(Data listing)
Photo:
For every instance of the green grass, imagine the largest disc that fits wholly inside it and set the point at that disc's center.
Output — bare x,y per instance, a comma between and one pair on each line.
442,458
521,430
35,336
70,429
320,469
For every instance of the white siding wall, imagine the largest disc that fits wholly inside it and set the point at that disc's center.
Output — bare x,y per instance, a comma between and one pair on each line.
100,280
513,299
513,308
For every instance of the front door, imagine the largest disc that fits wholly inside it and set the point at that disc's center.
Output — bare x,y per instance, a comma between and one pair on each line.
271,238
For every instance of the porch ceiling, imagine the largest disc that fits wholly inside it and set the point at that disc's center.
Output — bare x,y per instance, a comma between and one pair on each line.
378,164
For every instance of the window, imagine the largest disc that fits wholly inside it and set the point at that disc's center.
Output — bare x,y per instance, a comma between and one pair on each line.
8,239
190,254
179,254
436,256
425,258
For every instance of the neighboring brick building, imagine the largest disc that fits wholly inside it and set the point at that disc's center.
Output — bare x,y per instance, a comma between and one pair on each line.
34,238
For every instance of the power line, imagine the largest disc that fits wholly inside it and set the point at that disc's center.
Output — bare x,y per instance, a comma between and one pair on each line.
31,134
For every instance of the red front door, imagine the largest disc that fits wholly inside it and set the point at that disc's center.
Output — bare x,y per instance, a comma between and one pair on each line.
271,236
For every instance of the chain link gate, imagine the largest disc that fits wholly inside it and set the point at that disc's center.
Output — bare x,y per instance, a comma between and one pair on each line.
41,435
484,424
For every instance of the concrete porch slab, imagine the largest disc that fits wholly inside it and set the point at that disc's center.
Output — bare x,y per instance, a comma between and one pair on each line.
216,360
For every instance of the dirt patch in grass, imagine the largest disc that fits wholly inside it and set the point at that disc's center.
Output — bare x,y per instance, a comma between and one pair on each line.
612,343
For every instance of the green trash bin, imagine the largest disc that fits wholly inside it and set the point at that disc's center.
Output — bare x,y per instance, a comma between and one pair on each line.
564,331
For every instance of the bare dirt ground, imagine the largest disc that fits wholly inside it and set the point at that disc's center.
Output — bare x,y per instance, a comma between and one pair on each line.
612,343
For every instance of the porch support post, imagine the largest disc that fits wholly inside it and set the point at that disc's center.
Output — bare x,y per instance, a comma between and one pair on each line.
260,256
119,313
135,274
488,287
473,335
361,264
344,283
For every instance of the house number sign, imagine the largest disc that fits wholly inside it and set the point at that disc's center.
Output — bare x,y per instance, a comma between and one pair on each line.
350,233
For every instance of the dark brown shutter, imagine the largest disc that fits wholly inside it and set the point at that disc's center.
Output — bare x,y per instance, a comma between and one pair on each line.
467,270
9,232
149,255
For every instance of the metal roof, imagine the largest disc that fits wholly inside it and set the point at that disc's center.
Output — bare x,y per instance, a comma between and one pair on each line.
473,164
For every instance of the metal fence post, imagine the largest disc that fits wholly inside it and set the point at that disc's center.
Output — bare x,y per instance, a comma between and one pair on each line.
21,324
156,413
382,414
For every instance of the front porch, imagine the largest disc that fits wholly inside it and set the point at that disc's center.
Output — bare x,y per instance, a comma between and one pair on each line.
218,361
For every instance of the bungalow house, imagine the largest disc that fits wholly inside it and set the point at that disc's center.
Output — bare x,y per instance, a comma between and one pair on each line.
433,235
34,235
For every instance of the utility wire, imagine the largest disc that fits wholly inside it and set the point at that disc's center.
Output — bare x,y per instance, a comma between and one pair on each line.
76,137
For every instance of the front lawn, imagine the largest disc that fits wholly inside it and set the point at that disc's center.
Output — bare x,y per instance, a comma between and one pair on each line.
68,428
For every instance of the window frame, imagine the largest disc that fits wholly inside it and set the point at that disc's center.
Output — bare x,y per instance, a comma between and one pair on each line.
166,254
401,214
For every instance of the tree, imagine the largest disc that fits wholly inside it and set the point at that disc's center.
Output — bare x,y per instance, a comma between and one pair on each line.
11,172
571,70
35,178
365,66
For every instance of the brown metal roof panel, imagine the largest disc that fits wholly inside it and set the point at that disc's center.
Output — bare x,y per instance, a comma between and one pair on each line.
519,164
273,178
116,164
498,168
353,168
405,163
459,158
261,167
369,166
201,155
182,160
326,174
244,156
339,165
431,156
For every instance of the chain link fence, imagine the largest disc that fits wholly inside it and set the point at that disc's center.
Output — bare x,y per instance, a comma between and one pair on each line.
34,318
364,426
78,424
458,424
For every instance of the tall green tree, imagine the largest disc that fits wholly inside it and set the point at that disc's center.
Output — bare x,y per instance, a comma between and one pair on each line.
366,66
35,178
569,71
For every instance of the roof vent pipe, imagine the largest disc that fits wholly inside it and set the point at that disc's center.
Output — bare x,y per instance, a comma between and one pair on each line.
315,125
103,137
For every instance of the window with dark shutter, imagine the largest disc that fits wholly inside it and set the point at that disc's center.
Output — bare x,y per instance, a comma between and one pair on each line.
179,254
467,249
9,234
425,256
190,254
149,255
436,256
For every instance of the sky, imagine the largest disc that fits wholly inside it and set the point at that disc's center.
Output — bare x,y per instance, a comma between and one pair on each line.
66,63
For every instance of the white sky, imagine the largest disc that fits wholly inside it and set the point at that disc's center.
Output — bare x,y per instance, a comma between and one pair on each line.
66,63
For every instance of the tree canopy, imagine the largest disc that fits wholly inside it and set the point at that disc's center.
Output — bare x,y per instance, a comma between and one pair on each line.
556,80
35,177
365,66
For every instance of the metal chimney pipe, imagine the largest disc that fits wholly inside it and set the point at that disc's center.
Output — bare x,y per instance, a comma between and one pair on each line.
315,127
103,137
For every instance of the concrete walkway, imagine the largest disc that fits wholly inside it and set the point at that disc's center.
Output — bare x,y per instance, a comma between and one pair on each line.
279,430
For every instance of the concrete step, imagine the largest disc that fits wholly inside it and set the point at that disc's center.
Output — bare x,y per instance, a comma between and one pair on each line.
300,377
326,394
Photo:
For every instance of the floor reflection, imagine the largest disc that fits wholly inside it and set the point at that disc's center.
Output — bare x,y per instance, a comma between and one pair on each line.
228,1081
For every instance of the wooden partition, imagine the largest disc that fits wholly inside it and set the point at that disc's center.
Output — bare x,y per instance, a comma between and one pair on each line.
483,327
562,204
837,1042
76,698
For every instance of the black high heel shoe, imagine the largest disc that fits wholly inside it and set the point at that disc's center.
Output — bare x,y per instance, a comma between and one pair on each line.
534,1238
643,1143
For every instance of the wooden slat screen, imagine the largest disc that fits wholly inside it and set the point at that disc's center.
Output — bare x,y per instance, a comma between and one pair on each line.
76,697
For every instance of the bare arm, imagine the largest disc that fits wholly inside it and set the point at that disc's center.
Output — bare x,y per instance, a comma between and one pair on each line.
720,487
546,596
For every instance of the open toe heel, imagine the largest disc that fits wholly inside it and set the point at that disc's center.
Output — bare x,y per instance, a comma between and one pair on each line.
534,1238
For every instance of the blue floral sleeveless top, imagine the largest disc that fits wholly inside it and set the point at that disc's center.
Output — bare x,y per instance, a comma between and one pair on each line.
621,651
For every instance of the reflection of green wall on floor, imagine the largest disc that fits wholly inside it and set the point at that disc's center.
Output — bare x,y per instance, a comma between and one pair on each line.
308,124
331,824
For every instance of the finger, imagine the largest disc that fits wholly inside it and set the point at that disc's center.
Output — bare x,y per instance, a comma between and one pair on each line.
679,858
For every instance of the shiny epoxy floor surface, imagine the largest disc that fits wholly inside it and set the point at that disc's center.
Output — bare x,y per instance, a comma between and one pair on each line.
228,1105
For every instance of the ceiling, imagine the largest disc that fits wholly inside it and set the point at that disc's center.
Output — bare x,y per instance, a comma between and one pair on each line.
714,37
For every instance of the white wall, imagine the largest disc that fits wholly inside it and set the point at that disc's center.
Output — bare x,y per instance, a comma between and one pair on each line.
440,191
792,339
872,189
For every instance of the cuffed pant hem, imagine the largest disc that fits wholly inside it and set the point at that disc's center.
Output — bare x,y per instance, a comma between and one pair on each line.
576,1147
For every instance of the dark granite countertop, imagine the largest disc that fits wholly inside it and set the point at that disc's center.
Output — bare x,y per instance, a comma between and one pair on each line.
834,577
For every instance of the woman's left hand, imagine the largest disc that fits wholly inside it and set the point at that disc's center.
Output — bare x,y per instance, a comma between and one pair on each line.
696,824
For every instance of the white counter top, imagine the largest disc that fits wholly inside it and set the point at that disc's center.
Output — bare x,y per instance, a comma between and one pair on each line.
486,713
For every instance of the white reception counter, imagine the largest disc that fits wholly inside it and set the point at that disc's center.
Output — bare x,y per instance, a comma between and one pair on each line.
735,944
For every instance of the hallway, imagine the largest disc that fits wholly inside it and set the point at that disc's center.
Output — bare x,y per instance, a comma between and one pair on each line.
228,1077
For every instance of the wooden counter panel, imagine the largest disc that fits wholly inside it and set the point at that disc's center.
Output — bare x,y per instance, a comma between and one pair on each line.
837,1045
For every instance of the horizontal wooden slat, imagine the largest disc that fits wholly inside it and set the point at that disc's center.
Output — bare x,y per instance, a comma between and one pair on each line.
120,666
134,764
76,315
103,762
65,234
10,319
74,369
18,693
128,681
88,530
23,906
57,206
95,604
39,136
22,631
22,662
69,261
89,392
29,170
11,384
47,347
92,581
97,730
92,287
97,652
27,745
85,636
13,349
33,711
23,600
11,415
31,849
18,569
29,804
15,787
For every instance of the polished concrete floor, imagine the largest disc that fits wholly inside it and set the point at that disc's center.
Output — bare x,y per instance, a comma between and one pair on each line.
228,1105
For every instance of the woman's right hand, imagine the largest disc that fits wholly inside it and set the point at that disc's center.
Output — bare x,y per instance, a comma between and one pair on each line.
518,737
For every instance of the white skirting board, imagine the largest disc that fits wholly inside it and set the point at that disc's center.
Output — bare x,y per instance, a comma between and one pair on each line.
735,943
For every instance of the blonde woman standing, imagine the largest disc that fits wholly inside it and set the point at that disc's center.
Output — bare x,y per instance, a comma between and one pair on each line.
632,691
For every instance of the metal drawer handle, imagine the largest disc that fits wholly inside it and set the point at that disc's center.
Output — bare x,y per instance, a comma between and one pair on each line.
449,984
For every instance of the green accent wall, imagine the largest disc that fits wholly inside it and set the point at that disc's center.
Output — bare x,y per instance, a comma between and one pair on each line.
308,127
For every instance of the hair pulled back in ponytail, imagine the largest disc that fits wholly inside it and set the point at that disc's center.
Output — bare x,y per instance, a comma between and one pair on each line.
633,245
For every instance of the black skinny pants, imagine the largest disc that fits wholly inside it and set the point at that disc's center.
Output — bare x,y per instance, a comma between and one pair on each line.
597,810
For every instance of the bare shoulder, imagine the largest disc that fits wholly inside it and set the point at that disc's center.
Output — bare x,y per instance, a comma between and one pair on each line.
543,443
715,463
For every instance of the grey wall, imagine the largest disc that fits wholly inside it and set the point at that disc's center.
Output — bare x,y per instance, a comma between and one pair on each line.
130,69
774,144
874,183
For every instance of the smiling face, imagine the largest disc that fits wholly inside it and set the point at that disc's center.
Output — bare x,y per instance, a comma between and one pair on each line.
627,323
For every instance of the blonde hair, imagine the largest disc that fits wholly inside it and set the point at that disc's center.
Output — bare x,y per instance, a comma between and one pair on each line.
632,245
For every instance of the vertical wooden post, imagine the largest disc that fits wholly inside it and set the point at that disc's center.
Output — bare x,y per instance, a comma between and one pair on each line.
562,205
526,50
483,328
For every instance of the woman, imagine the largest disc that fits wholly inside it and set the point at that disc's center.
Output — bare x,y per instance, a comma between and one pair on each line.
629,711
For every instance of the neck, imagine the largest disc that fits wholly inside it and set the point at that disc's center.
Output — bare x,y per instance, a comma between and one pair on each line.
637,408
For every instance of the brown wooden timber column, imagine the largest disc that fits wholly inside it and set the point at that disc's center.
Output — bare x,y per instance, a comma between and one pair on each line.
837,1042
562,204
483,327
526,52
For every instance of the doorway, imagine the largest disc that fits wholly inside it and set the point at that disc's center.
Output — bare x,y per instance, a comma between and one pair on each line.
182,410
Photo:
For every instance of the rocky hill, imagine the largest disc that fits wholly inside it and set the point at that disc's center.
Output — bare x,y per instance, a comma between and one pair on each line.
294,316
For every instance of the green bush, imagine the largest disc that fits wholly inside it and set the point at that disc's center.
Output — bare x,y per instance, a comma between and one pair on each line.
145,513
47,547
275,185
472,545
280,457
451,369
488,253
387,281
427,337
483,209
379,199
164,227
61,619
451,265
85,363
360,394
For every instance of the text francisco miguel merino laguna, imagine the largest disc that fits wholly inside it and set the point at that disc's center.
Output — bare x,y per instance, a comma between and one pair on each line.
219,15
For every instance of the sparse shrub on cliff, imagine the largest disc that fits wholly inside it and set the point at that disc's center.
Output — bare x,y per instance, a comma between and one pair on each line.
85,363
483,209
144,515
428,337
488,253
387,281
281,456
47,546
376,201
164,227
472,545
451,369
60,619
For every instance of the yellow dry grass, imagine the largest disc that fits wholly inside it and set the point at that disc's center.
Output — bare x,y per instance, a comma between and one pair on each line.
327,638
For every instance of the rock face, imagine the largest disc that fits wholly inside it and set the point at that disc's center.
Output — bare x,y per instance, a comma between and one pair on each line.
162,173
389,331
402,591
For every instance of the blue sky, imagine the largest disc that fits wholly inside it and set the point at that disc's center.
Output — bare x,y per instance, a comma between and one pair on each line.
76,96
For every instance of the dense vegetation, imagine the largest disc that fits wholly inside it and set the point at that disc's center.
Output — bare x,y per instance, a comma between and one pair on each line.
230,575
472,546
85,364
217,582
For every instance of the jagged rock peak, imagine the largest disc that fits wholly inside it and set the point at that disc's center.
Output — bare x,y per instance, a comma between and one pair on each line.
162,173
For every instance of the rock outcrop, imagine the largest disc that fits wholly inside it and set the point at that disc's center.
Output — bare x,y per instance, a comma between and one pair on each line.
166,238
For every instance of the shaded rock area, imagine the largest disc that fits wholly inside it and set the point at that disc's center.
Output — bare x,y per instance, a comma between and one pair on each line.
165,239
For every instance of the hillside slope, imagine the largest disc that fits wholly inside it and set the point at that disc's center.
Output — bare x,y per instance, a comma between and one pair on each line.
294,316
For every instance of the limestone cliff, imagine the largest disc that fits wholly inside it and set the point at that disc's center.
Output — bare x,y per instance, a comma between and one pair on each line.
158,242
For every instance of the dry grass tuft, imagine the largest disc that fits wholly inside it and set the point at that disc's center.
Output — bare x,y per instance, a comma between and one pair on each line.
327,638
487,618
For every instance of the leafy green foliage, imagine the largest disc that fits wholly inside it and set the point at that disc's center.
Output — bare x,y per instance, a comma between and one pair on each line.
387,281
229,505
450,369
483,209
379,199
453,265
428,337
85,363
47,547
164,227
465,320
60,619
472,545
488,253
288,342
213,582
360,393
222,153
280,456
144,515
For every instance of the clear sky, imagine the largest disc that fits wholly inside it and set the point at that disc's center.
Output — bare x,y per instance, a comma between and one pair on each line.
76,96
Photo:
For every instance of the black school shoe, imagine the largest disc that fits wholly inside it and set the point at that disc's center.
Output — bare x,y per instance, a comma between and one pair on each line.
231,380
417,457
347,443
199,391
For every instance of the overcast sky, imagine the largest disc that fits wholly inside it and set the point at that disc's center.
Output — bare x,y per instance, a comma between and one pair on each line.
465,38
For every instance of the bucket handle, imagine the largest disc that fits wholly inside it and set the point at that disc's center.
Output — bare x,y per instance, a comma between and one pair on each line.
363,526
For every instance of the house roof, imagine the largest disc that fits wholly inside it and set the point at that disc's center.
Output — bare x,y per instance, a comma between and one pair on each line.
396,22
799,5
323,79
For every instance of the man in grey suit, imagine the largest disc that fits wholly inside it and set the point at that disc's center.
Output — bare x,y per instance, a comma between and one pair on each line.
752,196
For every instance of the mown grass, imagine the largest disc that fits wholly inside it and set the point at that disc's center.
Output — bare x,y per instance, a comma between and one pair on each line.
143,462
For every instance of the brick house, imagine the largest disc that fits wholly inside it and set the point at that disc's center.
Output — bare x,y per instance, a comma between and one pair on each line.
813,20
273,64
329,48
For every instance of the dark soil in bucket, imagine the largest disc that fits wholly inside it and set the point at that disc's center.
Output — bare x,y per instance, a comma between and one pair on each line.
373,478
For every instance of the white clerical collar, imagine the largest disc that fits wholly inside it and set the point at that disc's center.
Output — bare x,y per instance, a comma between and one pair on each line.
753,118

* WORK TO COMPLETE *
Find the line with "For every instance of the overcast" in the listing above, then write out that line and each remaining line exactly, with no other text.

* ANSWER *
For every instance of the overcast sky, imagine the largest disc that fits wholly inside it and set the point at that disc's center.
Output — bare x,y per instance, a comma between and one pair on each line.
465,38
For every instance of the bucket handle, imagine the largest disc that fits wholly inside it and set the point at that disc's center.
Output — bare x,y per instance, a comma between and one pair on each line.
363,526
For every instance of the house roof, imagine the largest disc that fits wholly inside it and set the point at that disc's center.
Output — bare x,y per instance, a comma between and one pair on each line.
396,22
799,5
323,79
For every instance of the man in grey suit, imagine the largest disc that fits wholly inside it and set the point at that disc's center.
Output — bare x,y per instance, a comma between and one pair on each line.
752,196
For every instance of the mown grass, imagine the largest disc that fits wholly inside it and set the point at that disc's center.
Output — bare x,y per instance, a comma between and one pair on each line.
143,462
For every instance of the brick house, imagine the largest disc that fits wholly inside it and set the point at that disc's center.
Output — bare x,y per instance, a comma between and one pair on each line.
813,20
273,64
329,48
For every instance of the dark soil in bucket, imagine the largest disc that fits wholly inside it and set the point at that disc's center.
Output — bare x,y per instance, a comma between and one pair on each line.
373,478
For every instance of the white clerical collar, imagine the largest disc that fits wholly inside it and set the point at that disc's center.
Output — bare x,y per instance, a comma between and one pair on each line.
753,118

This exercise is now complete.